* **AIM OF THE EXERCISE**: Format the lines from the start of the items through the line containing "[373,268,485,366]" as a JSON list of strings, one string per line, with blank lines and pictures left out.

* **TASK DATA**:
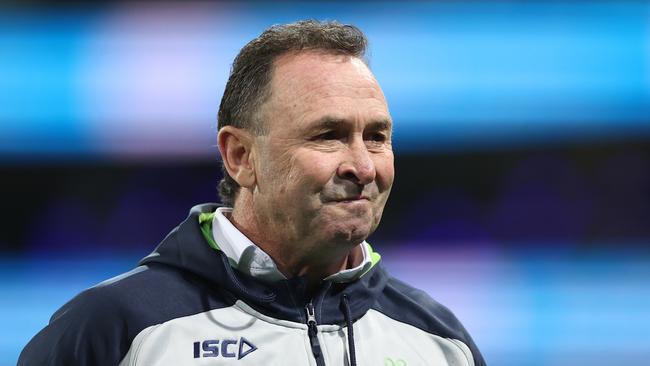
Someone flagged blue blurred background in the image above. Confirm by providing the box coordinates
[0,1,650,365]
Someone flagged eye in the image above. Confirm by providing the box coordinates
[366,132,387,142]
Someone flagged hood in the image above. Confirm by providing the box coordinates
[140,203,389,324]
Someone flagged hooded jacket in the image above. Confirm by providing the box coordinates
[18,204,485,366]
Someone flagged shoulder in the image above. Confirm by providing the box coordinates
[375,277,465,339]
[18,266,229,366]
[373,268,485,366]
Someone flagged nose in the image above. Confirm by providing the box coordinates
[337,139,377,186]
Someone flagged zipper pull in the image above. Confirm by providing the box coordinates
[305,303,318,334]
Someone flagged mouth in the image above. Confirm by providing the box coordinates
[329,195,370,203]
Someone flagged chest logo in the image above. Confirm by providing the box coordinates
[194,337,257,360]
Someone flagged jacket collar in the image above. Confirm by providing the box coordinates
[198,207,373,283]
[140,204,389,324]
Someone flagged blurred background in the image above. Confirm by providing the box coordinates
[0,1,650,365]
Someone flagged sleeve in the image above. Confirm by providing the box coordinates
[18,288,130,366]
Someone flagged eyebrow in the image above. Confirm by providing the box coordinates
[310,116,393,130]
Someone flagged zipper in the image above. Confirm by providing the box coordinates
[305,302,325,366]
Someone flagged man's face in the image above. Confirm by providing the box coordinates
[247,52,394,252]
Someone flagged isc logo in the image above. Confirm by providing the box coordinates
[194,337,257,360]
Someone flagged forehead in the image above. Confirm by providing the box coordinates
[267,51,390,131]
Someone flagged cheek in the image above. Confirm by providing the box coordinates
[292,152,337,191]
[375,154,395,191]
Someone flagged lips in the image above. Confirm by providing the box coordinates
[328,196,370,202]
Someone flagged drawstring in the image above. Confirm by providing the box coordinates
[221,253,275,303]
[341,294,357,366]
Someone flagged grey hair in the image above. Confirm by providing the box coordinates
[218,20,368,207]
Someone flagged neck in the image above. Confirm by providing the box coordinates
[228,190,363,290]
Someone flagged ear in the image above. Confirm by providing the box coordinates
[217,126,255,188]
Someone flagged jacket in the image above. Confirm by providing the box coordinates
[18,204,485,366]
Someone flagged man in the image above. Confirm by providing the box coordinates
[19,21,484,366]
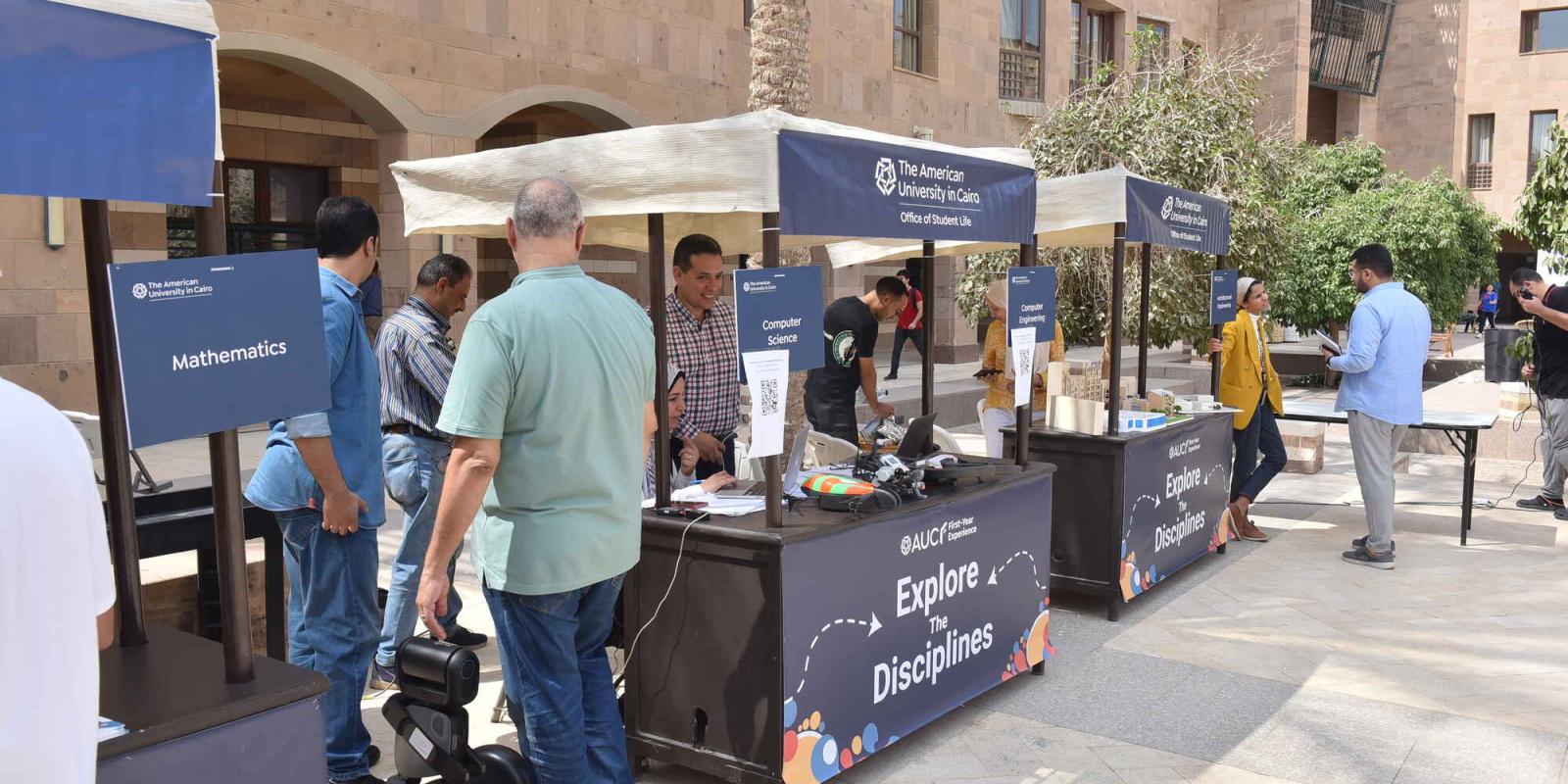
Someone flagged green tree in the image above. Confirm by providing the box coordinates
[958,33,1297,345]
[1268,139,1499,326]
[1515,122,1568,259]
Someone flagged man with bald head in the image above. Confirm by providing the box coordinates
[418,177,657,784]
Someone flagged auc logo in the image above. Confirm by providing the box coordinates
[876,159,899,196]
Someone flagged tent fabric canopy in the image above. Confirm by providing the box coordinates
[828,165,1223,267]
[392,110,1033,254]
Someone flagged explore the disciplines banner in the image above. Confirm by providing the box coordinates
[108,249,331,449]
[779,473,1053,784]
[1119,414,1233,602]
[779,130,1035,243]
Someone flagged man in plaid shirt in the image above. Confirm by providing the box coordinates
[664,233,740,480]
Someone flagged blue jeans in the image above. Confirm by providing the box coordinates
[484,575,632,784]
[272,510,378,779]
[376,433,463,666]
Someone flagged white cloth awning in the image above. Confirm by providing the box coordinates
[828,165,1229,267]
[392,110,1033,254]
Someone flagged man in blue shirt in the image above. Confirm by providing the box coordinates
[1323,245,1432,569]
[245,196,386,784]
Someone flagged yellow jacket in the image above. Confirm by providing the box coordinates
[980,321,1068,411]
[1218,311,1284,429]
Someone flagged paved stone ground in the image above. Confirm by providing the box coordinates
[122,357,1568,784]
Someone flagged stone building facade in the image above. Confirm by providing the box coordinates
[0,0,1568,411]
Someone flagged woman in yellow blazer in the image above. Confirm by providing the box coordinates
[980,280,1068,458]
[1209,277,1286,541]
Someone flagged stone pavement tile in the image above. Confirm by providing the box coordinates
[1394,716,1568,784]
[1176,765,1294,784]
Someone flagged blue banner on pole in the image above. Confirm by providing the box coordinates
[735,267,821,379]
[110,251,331,449]
[0,0,218,206]
[779,130,1035,243]
[1006,267,1056,345]
[1127,177,1231,256]
[1209,270,1236,324]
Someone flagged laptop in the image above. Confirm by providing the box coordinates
[897,414,936,461]
[713,428,810,499]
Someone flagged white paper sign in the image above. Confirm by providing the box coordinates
[1008,326,1035,408]
[740,351,789,458]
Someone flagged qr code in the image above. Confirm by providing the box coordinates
[760,382,779,417]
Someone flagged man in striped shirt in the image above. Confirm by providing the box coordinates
[370,254,488,688]
[664,233,740,480]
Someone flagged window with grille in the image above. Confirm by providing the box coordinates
[892,0,925,74]
[998,0,1046,100]
[1524,110,1557,182]
[1464,115,1497,191]
[1069,0,1113,92]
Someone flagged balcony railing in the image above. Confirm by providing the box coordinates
[998,42,1043,100]
[1464,163,1492,191]
[1311,0,1394,96]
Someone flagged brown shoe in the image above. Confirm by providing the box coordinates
[1241,520,1268,541]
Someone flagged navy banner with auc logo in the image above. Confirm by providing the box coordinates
[1119,414,1231,602]
[1127,177,1231,256]
[735,267,823,381]
[1006,267,1056,345]
[110,251,331,449]
[1209,270,1236,324]
[779,473,1054,784]
[779,130,1035,243]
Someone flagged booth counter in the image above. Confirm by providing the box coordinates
[1002,414,1233,621]
[622,463,1055,784]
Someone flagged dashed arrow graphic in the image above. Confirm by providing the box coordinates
[795,613,881,695]
[985,551,1051,590]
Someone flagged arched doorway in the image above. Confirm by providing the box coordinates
[475,100,648,303]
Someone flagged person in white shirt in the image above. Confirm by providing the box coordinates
[0,379,115,784]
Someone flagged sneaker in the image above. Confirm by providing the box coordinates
[370,662,397,693]
[447,625,489,651]
[1339,547,1394,569]
[1513,496,1563,512]
[1350,536,1398,552]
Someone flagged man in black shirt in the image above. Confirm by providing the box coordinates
[1508,267,1568,520]
[806,277,909,444]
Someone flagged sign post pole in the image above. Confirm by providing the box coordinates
[196,163,256,684]
[762,212,789,528]
[81,199,147,648]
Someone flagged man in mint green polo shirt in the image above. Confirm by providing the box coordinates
[417,177,656,784]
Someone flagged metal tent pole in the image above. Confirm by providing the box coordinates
[1139,243,1154,397]
[920,240,936,416]
[196,165,256,684]
[1105,222,1127,436]
[81,199,147,648]
[1013,243,1035,466]
[648,214,672,507]
[762,212,789,528]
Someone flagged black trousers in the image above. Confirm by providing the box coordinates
[889,326,925,376]
[806,392,860,449]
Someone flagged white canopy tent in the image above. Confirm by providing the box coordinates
[392,110,1033,256]
[392,110,1033,517]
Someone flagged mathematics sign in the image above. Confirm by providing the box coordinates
[1127,177,1231,256]
[779,130,1035,243]
[110,251,331,449]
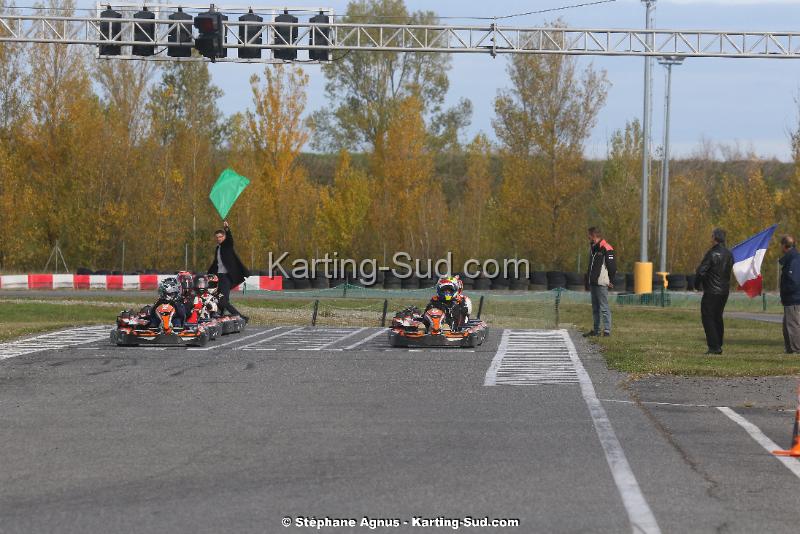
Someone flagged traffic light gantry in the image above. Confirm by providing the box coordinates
[94,3,333,63]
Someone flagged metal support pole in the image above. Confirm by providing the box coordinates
[381,299,389,326]
[311,300,319,326]
[658,56,683,273]
[639,0,656,263]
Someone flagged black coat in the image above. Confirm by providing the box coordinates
[780,247,800,306]
[695,243,733,295]
[208,228,250,287]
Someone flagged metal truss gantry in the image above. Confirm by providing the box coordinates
[0,3,800,63]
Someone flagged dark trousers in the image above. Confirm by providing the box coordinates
[219,273,241,315]
[700,293,728,350]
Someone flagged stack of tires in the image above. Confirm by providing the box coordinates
[547,271,567,289]
[528,271,547,291]
[383,270,403,289]
[564,273,586,291]
[667,274,688,291]
[311,271,330,289]
[474,273,492,291]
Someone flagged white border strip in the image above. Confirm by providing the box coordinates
[483,330,511,386]
[236,326,305,350]
[560,330,661,534]
[344,328,389,350]
[186,326,280,350]
[316,326,368,350]
[717,406,800,478]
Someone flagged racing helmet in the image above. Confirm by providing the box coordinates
[178,271,193,295]
[194,274,208,293]
[158,276,181,301]
[208,274,219,291]
[452,274,464,295]
[436,278,458,302]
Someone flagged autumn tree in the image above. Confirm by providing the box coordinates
[148,61,224,269]
[593,120,643,272]
[453,134,493,260]
[493,26,608,269]
[370,96,449,259]
[235,65,318,266]
[315,151,373,258]
[313,0,472,156]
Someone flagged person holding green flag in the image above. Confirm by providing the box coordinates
[208,221,250,323]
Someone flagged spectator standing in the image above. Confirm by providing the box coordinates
[780,235,800,354]
[695,228,733,354]
[208,221,250,322]
[584,226,617,337]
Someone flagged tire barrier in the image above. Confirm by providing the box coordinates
[547,271,567,289]
[0,273,284,291]
[667,274,686,291]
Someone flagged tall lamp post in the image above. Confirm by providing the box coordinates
[634,0,656,294]
[657,56,683,285]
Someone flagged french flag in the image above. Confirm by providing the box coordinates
[731,224,778,298]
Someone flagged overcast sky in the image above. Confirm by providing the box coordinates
[73,0,800,160]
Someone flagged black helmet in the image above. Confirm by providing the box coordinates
[194,274,208,291]
[158,277,181,301]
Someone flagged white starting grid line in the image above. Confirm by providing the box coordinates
[483,330,578,386]
[0,325,112,360]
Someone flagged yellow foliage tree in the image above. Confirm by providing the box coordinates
[315,150,372,258]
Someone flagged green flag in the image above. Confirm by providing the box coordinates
[208,168,250,219]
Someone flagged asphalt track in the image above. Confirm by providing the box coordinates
[0,327,800,534]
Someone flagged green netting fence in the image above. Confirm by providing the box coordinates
[237,284,783,328]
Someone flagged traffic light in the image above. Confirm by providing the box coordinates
[308,11,331,61]
[131,6,156,56]
[100,5,122,56]
[273,9,298,61]
[194,11,228,61]
[167,7,192,57]
[239,8,264,59]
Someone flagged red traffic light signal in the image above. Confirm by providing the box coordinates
[193,11,228,61]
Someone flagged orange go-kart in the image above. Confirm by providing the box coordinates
[111,304,211,347]
[389,308,488,347]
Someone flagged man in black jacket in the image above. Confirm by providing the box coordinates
[584,226,617,337]
[695,228,733,354]
[208,221,250,322]
[780,235,800,354]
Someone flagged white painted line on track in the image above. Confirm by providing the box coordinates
[312,326,367,350]
[186,326,280,350]
[344,329,387,350]
[600,399,719,408]
[560,330,661,534]
[717,406,800,478]
[483,330,509,386]
[236,326,305,350]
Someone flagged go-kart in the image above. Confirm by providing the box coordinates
[111,304,212,347]
[389,308,488,347]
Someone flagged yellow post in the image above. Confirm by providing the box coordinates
[633,261,653,295]
[656,273,669,289]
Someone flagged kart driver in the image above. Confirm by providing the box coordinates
[423,275,472,332]
[150,277,186,326]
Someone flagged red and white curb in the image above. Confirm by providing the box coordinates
[0,274,283,291]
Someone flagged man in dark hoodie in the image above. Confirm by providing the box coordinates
[780,235,800,354]
[695,228,733,354]
[208,221,250,322]
[584,226,617,337]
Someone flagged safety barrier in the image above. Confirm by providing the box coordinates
[0,274,283,291]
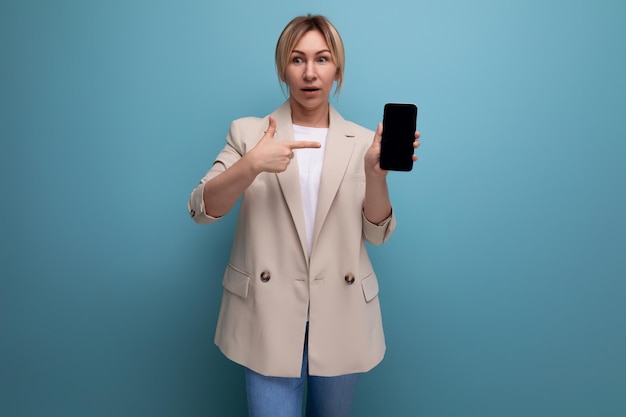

* **ANSWER FOR THE TASK**:
[
  "Someone flagged blue blurred background in the image above. Confirm by providing the box coordinates",
  "[0,1,650,365]",
  "Someone flagged eye in the image above. Confirm by providing the box coordinates",
  "[366,132,387,142]",
  "Someone flagged hood in the image above. Confirm by providing the box coordinates",
  "[140,203,389,324]",
  "Someone flagged hooded jacket in the image above. Confirm by providing the box coordinates",
  "[18,204,485,366]",
  "Someone flagged shoulder in the image above. Confirm by providing the box coordinates",
  "[375,277,465,339]",
  "[18,266,229,366]",
  "[373,268,485,366]"
]